→ TASK DIRECTIONS
Exactly the lines from the line containing "Indicate the child" through the last line of the entries below should appear in the answer, reproduced verbatim.

→ Dataset items
++++++++

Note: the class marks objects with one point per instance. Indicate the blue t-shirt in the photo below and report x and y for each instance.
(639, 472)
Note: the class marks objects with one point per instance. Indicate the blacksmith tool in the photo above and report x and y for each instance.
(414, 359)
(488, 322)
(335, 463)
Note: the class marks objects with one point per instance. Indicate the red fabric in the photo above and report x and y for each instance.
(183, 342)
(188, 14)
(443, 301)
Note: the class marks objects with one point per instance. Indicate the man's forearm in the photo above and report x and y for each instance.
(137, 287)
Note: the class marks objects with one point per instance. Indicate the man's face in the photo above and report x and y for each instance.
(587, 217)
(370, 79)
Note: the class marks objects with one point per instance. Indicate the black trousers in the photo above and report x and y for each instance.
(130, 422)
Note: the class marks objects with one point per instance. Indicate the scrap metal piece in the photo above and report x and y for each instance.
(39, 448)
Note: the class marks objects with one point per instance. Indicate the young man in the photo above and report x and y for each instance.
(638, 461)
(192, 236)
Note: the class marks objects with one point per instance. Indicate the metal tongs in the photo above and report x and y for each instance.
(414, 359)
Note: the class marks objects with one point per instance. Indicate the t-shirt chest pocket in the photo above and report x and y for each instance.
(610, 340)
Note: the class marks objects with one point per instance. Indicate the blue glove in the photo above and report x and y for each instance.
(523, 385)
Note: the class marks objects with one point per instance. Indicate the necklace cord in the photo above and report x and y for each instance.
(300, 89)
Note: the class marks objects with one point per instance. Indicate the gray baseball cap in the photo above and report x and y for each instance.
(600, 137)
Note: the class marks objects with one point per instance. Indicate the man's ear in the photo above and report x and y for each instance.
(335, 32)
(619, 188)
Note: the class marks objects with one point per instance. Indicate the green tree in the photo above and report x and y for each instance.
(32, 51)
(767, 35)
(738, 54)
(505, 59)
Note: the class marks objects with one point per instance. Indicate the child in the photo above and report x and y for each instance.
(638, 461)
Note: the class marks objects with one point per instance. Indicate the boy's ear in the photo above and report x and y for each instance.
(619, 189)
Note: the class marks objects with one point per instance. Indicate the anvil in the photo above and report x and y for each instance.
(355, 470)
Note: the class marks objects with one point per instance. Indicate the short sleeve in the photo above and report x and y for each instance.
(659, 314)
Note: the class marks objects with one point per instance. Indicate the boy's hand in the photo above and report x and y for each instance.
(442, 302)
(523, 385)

++++++++

→ EXERCISE RESULT
Note: the class marks objects with one point per instance. Indicate the child in the photo above and report x and y for each instance.
(638, 461)
Note: the class marks objects with one point per instance. Indicate the boy's ear in the photo above and report x and y for each instance.
(619, 189)
Note: the class marks objects with one point per instance. Indicate the anvil in the photo above and report x and y for each instance.
(355, 470)
Note: the class marks objects with one point per instance. Indicate the short sleeve in the photo above and report x and y for each instance.
(659, 314)
Note: the class marks objects with one point per instance. Indicate the boy's hand in the photo above and report x and y for each instance.
(442, 302)
(523, 385)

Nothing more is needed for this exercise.